▸ Passage cité:
"""

Il est donc logique de s’attendre à ce que l’expert soit légitime et sache parfaitement de quoi il parle. En effet, étymologiquement, l’expert est quelqu’un qui a fait ses preuves, qui a une réelle expérience, une réelle compétence et qui possède donc une autorité sur un sujet ou un domaine spécifique.
Pourtant, aujourd’hui, l’expertise peut souvent apparaître comme un conflit de valeurs. La compétitivité peut court-circuiter le recours à des rationalités autres que celles pour lesquelles on a demandé l’expertise.
Pour autant, qu’entendons-nous réellement par « expertise » ? Qui sont ces soit-disant expert.e.s ? Sont-ils réellement légitimes pour débattre des sujets, parfois pointus, pour lesquels ils sont conviés ?
Les expert.e.s, des sachant.e.s vraiment désintéressé.e.s ?

"""

▸ Consigne: D'après le passage cité, qu'est-ce qu'un expert au sens étymologique ?

▸ Lignes fournies:
"""

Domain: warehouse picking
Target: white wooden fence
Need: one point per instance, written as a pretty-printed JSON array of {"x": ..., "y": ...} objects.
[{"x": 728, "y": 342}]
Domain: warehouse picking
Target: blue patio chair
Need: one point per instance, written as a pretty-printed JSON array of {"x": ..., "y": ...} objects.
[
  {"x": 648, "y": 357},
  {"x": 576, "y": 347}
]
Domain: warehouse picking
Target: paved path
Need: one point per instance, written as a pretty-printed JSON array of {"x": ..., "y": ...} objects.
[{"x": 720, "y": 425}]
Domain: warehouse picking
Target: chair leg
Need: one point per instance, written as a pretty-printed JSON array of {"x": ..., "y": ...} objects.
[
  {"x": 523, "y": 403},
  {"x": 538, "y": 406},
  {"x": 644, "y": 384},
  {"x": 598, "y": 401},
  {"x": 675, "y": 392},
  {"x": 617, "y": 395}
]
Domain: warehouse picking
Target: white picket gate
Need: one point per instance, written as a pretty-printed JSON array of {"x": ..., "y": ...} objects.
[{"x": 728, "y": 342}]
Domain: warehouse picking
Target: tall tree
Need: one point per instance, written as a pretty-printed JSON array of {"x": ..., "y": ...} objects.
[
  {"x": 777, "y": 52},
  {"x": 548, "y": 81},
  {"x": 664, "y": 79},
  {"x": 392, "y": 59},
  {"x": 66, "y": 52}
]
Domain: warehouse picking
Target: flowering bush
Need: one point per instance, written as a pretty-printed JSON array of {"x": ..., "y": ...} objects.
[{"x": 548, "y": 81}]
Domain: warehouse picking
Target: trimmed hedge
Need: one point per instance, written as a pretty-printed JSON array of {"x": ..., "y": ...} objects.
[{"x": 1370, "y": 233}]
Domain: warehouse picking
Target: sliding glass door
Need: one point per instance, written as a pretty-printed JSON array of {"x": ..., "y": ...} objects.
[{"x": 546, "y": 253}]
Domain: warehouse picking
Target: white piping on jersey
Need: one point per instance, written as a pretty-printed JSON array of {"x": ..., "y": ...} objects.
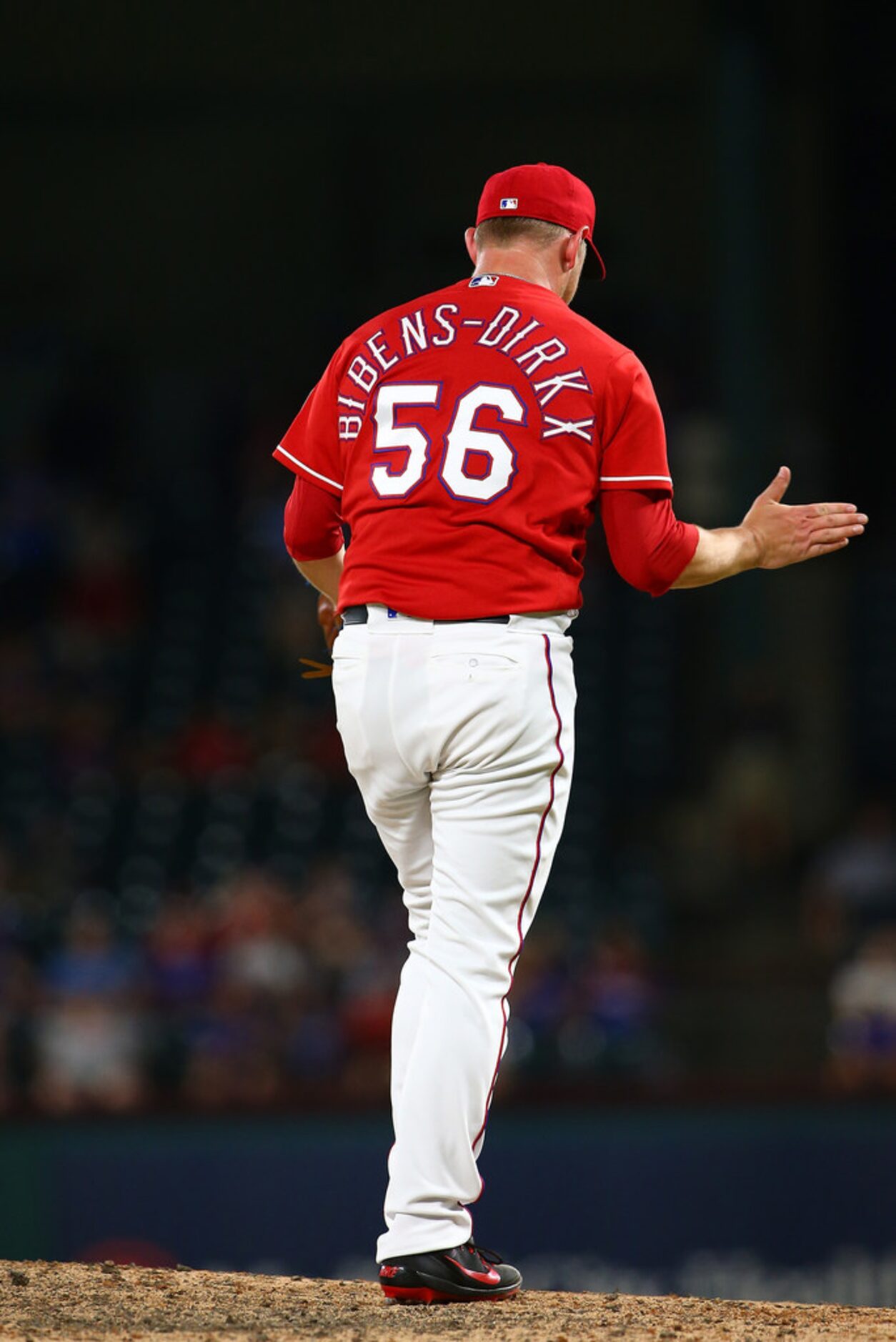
[
  {"x": 607, "y": 478},
  {"x": 317, "y": 474}
]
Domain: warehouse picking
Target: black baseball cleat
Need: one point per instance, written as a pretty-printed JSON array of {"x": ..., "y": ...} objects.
[{"x": 449, "y": 1276}]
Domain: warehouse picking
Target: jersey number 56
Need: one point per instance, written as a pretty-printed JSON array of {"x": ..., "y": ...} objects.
[{"x": 495, "y": 455}]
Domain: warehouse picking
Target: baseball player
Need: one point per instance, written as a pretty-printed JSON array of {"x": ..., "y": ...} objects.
[{"x": 467, "y": 438}]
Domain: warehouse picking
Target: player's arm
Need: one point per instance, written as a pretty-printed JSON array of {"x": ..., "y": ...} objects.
[
  {"x": 772, "y": 536},
  {"x": 313, "y": 536}
]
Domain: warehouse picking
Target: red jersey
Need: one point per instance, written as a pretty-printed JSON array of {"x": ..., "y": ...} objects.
[{"x": 467, "y": 435}]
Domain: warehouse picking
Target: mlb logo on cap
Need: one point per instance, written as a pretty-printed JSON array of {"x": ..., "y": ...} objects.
[{"x": 546, "y": 192}]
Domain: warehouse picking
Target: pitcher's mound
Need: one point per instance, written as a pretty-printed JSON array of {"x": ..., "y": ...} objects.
[{"x": 74, "y": 1302}]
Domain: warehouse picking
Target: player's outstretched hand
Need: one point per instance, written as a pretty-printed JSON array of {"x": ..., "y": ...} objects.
[
  {"x": 804, "y": 532},
  {"x": 329, "y": 620}
]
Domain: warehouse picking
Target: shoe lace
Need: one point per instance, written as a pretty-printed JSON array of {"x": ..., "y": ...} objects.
[{"x": 486, "y": 1255}]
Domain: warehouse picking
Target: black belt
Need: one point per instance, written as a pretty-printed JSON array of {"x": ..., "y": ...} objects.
[{"x": 359, "y": 615}]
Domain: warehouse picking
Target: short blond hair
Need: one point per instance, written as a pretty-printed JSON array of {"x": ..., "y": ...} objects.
[{"x": 504, "y": 231}]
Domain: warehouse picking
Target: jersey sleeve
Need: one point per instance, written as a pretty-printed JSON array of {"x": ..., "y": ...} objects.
[
  {"x": 633, "y": 451},
  {"x": 312, "y": 443},
  {"x": 312, "y": 524},
  {"x": 648, "y": 545}
]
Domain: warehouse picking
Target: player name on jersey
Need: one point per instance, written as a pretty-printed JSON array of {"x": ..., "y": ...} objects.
[{"x": 509, "y": 330}]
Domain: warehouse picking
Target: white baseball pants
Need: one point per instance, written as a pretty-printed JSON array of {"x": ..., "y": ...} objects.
[{"x": 460, "y": 738}]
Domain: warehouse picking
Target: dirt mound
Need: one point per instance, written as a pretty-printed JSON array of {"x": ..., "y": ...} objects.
[{"x": 76, "y": 1302}]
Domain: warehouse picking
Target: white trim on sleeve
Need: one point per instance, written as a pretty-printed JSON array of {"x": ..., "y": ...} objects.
[
  {"x": 614, "y": 478},
  {"x": 304, "y": 467}
]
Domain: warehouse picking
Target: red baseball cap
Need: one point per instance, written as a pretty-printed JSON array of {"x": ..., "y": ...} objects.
[{"x": 541, "y": 191}]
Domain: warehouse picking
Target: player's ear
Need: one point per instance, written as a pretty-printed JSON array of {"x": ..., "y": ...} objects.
[{"x": 572, "y": 247}]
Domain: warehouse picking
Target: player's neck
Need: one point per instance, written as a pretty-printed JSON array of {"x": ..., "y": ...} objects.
[{"x": 515, "y": 264}]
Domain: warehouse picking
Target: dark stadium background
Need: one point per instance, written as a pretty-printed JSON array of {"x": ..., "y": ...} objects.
[{"x": 199, "y": 937}]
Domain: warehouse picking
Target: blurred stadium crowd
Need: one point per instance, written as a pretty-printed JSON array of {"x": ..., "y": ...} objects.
[{"x": 195, "y": 910}]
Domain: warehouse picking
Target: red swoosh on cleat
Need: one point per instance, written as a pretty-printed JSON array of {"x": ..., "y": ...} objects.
[{"x": 490, "y": 1278}]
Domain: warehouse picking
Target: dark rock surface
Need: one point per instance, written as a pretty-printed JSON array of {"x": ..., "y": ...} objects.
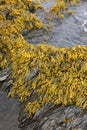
[
  {"x": 64, "y": 34},
  {"x": 9, "y": 110}
]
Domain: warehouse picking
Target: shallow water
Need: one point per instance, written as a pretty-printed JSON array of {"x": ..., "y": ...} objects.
[
  {"x": 66, "y": 32},
  {"x": 61, "y": 33}
]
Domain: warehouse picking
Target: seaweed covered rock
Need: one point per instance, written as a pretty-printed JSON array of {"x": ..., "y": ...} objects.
[{"x": 40, "y": 74}]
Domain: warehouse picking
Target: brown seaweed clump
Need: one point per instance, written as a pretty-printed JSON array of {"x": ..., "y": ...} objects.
[
  {"x": 41, "y": 74},
  {"x": 62, "y": 7}
]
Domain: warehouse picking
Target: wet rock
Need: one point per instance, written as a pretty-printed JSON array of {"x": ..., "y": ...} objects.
[
  {"x": 9, "y": 110},
  {"x": 25, "y": 32}
]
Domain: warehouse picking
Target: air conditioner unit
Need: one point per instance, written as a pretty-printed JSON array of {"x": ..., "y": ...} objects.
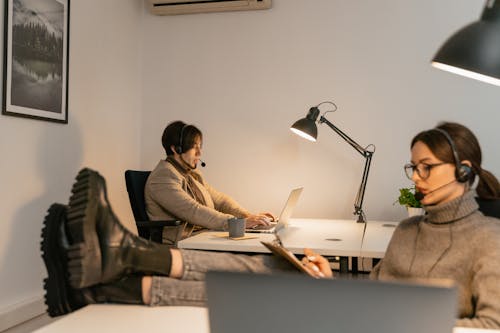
[{"x": 175, "y": 7}]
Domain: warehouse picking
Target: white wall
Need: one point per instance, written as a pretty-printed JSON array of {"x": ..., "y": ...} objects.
[
  {"x": 245, "y": 77},
  {"x": 40, "y": 159}
]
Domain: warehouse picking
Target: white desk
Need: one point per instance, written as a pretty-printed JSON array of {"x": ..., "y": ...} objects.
[
  {"x": 377, "y": 237},
  {"x": 339, "y": 238},
  {"x": 136, "y": 318},
  {"x": 327, "y": 237}
]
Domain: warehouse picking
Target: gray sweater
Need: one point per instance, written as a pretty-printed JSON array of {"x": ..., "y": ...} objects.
[{"x": 455, "y": 241}]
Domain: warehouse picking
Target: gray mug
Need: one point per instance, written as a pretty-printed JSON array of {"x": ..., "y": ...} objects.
[{"x": 236, "y": 227}]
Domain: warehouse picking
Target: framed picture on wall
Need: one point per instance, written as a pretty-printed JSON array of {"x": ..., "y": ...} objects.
[{"x": 35, "y": 73}]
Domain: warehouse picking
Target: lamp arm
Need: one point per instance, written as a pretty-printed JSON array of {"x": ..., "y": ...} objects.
[
  {"x": 344, "y": 136},
  {"x": 367, "y": 154},
  {"x": 358, "y": 203}
]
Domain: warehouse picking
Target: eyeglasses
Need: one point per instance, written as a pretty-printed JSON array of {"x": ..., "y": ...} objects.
[{"x": 423, "y": 169}]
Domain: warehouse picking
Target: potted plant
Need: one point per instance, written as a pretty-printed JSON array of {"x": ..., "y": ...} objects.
[{"x": 407, "y": 198}]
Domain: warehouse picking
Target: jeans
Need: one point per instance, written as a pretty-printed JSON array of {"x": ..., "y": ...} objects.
[{"x": 190, "y": 289}]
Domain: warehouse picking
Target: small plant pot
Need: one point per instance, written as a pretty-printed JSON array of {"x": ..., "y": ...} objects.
[{"x": 413, "y": 211}]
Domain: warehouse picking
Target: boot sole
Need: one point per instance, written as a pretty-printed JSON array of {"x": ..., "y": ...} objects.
[
  {"x": 56, "y": 285},
  {"x": 85, "y": 260}
]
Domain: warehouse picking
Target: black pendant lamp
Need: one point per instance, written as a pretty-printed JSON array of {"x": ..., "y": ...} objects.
[{"x": 474, "y": 51}]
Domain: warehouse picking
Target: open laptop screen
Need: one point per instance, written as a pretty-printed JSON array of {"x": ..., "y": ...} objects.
[{"x": 296, "y": 303}]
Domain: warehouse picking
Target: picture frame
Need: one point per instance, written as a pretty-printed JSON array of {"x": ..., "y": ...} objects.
[{"x": 36, "y": 58}]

"""

▸ Solution: Quelqu'un qui a fait ses preuves, qui a une réelle expérience et une réelle compétence, et qui possède donc une autorité sur un sujet ou un domaine spécifique.